EXTRACT TO READ >>
[PATCH 2 of 5] localrepo: invoke dirstate.unsureifambig in wwrite for safety

Wed Jun 3 13:32:39 CDT 2015

On Wed, Jun 3, 2015 at 10:32 AM FUJIWARA Katsunori <foozy at lares.dti.ne.jp>
wrote:

>
> At Tue, 02 Jun 2015 19:40:26 +0000,
> Martin von Zweigbergk wrote:
>
> > On Tue, Jun 2, 2015 at 9:27 AM FUJIWARA Katsunori <foozy at lares.dti.ne.jp
> >
> > wrote:
>
> > > At Mon, 01 Jun 2015 18:57:16 +0000,
> > > Martin von Zweigbergk wrote:
>
> > > > On Mon, Jun 1, 2015 at 11:07 AM FUJIWARA Katsunori <
> > > foozy at lares.dti.ne.jp>
> > > > wrote:
> > > >
> > > > > At Mon, 01 Jun 2015 17:02:10 +0000,
> > > > > Martin von Zweigbergk wrote:
>
> (snip)
>
> > > > >   (2) execute `hg merge`, but it is aborted before "update
> dirstate"
> > > > >       for example:
> > > > >       - invalid updating in subrepositories
> > > > >       - keyboard interruption by user, file I/O error and so on
> > > > > > $ hg --config extensions.abort=$TESTTMP/abort.py merge 5
> > > > >
> > > > >   (3) (re-)set timestamp of 'b' on the filesystem for mis-leading
> > > > >       this emulates that `hg merge` update 'b' before
> > > 200001010000(00)+1sec
> > > > > > $ touch -t 200001010000 b
> > > > >
> > > >
> > > > Since 'hg status' above was run at 200001010000(00)+1sec (or later),
> how
> > > > can this (interrupted) merge be run at 200001010000(00)?
> > >
> > > Oh, your wondering is natural. My explanation was wrong :-<
> > >
> > > In real world, steps below reproduce this issue:
> > >
> >
> > Great explanation! Thanks!
> >
> > So the problem is that we mark the file clean in dirstate as a result of
> > checking its status, then we update it on disk, abort the update, write
> the
> > clean dirstate to disk and stay on the old revision. It seems a little
> > strange to me that we write the dirstate even on failure. Do you know if
> > there is a good reason for that?
>
> I don't know actual reason. It may be:
>
>   Invalidating in-memory changes at aborting has subsequent hg
>   commands pay cost of "checking dirty-ness" again.

(Stored entries)

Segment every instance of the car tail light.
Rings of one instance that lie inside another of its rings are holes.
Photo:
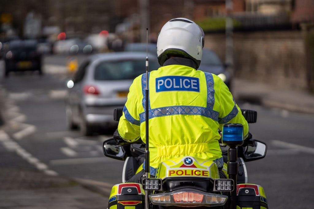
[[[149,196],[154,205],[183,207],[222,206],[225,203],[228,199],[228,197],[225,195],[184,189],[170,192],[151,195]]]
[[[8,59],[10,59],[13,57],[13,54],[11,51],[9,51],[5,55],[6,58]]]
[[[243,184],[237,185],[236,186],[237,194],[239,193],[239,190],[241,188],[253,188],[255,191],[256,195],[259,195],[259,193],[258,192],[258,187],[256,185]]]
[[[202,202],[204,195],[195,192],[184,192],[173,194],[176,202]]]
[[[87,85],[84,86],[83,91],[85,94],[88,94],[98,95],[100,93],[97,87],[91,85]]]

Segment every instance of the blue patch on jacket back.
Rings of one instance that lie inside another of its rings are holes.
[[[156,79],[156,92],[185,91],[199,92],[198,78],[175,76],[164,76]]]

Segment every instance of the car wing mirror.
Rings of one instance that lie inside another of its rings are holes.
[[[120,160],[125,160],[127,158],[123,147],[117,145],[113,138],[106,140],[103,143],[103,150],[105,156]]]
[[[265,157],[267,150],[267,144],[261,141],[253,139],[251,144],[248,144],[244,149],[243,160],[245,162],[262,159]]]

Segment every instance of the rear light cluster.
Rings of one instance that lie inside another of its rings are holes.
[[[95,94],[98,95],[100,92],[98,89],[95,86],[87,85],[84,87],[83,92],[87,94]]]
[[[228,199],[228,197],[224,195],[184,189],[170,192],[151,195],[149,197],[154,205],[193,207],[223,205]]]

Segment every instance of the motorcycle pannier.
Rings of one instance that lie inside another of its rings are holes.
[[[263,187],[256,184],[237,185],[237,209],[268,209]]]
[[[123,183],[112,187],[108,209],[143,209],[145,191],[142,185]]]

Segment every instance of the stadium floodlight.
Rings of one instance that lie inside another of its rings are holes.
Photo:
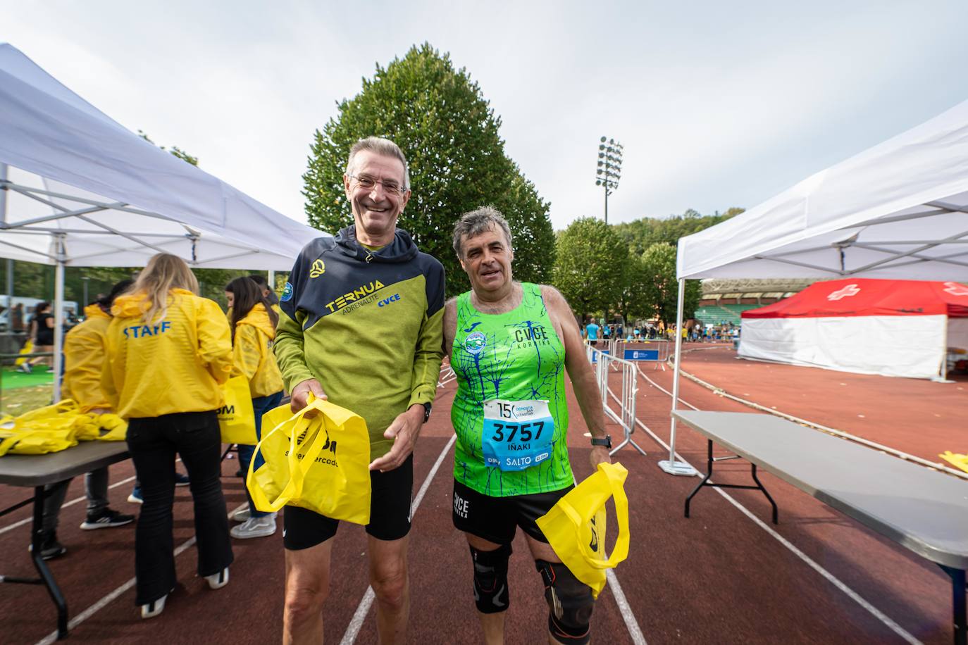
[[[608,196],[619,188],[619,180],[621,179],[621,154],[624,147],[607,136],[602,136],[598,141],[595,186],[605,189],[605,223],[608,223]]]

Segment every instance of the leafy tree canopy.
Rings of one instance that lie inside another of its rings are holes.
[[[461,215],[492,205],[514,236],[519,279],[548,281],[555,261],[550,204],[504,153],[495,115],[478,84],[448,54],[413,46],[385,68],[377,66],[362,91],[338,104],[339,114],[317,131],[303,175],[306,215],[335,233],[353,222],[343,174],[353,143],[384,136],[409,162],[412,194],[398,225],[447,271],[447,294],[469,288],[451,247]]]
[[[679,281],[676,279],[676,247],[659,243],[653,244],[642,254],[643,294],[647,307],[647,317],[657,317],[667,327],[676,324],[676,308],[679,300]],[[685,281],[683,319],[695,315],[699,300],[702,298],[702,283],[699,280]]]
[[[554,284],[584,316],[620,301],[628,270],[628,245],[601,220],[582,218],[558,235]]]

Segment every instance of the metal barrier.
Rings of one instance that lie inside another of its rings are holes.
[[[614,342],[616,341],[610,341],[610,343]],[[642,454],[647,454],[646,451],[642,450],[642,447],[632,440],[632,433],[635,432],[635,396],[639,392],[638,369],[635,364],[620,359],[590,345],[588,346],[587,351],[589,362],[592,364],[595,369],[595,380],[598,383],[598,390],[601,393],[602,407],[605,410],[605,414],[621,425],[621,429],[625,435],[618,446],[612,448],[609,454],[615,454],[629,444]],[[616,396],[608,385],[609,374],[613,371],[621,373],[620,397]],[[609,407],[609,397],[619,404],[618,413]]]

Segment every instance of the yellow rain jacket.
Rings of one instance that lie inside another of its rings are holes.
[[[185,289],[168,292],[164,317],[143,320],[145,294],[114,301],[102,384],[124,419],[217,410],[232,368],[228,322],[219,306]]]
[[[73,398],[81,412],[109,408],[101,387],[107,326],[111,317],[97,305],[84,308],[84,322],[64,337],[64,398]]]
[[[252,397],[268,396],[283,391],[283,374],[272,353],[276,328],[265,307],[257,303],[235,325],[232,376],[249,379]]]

--

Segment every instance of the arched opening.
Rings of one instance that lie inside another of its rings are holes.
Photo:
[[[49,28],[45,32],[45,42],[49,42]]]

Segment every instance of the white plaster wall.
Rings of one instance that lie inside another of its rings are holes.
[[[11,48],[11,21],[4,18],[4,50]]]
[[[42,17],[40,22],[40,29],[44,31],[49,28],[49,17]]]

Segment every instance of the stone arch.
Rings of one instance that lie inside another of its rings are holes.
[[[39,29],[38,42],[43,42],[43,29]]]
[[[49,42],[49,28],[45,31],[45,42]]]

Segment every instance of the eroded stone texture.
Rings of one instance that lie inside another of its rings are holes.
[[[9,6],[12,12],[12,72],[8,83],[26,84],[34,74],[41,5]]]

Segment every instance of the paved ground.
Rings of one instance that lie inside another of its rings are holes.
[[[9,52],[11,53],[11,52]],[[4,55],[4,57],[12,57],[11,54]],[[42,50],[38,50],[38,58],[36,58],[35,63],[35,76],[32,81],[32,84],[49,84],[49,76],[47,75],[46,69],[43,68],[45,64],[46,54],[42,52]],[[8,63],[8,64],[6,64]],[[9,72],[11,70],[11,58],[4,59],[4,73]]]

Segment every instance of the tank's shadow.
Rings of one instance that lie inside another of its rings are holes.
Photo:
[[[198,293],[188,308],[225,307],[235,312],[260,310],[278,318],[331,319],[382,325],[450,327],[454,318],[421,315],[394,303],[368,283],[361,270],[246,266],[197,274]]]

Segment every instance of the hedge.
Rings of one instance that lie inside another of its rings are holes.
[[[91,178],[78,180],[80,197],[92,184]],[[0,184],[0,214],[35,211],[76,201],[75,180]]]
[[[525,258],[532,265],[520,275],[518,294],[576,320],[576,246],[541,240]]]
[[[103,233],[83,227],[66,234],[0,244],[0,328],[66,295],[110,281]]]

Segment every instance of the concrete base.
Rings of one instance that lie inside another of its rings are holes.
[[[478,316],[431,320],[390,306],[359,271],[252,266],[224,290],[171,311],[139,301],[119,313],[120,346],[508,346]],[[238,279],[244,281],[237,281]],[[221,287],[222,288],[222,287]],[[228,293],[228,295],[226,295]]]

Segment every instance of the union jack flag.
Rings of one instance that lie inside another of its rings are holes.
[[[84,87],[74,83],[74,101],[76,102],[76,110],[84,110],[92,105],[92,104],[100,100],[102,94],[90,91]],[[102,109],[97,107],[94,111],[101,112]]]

---

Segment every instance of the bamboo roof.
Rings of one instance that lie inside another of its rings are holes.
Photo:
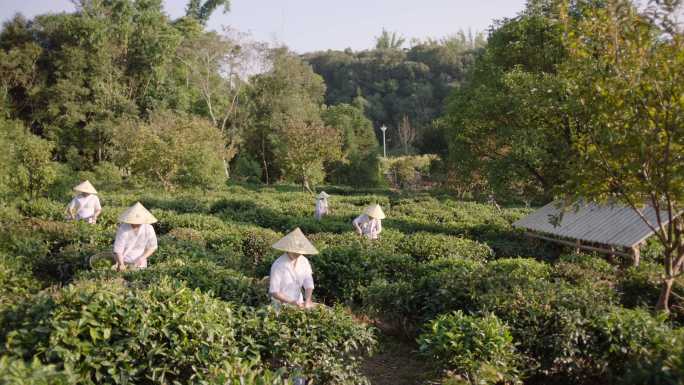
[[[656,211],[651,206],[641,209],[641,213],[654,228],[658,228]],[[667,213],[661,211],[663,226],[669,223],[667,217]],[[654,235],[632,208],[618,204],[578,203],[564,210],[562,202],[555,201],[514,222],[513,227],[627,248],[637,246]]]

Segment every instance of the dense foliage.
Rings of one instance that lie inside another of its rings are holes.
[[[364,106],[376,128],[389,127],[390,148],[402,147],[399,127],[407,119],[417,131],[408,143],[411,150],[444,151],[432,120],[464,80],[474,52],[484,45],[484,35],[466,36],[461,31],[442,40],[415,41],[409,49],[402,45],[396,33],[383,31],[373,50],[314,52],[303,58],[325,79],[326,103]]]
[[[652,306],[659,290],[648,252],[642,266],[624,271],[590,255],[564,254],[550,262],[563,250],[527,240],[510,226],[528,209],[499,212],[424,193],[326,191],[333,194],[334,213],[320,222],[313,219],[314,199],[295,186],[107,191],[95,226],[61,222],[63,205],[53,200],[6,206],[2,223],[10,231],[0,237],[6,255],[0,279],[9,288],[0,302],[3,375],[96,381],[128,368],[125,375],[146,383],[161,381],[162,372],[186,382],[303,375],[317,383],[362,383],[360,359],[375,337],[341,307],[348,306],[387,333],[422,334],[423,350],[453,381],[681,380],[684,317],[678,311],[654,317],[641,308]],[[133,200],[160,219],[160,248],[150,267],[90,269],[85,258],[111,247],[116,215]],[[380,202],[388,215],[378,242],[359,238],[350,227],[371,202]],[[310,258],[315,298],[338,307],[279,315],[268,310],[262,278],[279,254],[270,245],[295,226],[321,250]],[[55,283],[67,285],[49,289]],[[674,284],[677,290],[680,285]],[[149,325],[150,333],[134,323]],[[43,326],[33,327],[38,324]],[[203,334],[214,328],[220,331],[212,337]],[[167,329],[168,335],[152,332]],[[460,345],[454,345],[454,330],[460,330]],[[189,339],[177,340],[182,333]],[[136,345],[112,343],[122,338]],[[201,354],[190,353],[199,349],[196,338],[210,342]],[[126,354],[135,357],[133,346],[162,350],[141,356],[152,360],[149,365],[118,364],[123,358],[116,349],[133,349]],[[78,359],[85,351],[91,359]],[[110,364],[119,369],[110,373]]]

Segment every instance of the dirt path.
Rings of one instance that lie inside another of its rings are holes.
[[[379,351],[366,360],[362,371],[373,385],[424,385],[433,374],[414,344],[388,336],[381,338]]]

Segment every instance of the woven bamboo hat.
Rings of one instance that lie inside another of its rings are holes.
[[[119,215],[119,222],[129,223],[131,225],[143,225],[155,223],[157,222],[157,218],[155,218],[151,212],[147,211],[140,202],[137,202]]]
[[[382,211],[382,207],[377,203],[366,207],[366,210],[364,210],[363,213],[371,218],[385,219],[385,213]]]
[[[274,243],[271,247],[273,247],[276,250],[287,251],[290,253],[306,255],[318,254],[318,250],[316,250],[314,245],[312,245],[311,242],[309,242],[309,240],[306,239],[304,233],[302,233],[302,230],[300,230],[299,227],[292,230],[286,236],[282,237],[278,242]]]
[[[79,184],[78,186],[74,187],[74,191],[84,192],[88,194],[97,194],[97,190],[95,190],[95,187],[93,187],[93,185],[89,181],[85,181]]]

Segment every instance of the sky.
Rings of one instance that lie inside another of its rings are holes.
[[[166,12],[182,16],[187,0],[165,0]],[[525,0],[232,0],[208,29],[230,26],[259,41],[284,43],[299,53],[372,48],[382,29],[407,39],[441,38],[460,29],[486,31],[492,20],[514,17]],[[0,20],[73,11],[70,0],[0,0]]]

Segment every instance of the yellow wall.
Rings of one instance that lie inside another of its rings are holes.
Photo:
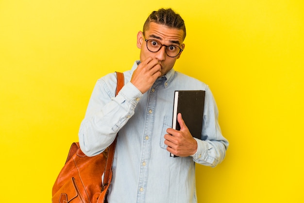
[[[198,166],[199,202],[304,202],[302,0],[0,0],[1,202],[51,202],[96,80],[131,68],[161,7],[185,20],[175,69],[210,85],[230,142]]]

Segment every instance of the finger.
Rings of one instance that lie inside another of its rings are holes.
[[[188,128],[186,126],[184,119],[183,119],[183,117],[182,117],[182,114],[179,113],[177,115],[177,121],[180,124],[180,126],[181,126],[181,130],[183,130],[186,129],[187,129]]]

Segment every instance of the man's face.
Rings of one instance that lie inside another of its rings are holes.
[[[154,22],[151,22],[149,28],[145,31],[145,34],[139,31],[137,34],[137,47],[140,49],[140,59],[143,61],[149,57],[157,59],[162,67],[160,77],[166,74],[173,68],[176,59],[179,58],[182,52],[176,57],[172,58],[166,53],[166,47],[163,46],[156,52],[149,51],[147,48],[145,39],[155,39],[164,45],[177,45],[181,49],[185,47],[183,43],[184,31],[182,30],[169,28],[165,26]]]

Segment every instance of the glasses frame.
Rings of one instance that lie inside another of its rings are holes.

EXERCISE TASKS >>
A: What examples does the dirstate patch thread give of events that can abort `hg merge` before "update dirstate"?
B: Pick up the dirstate patch thread after its final line and carry it on.
The rows are not required for any of this work.

PER-TASK ANSWERS >>
A:
- Invalid updating in subrepositories
- Keyboard interruption by user
- File I/O error

B:
>
>   The more "checking dirty-ness" costs, the more and larger possibly
>   dirty files there are.
>
> On the other hand, Pierre-Yves suggested me to discard all dirstate
> changes inside transaction at failure in the article about making
> in-memory dirstate changes visible to external process (in this case,
> important point is "dirstate may refer rollback-ed revisions").
>
> So, I'll re-examine what we should treat in-memory dirstate changes at
> failure widely (maybe after fixing this issue :-))
>

I was hoping that doing "discard dirstate on abort" would make this series
unnecessary, but perhaps it's not generic enough for a real solution. More
about that further down.

>
>
> > Perhaps another option is to mark all files in the merge normallookup()
> > before applyupdates()? That should mean that an abort later on would be
> > safe, no?
>
> `dirstate.normallookup()` always discards all of mode, size and
> timestamp. This forces subsequent status examinations to compare file
> contents until it marked as clean, because lack of "mode and size"
> marks such files as "unsure" until it is marked as "clean".
>
> This costs so much with large "possibly dirty" files.
>

Sorry, I wasn't clear (and maybe I'm also missing something). What I meant
was to mark each file in the dict of actions as normallookup() before
applyupdates() (or at least the actions that lead to writing of a file).
Then the dirstate entry would be overwritten in recordupdates(), so I was
hoping that that would put the dirstate in the same end state. Does that
make sense?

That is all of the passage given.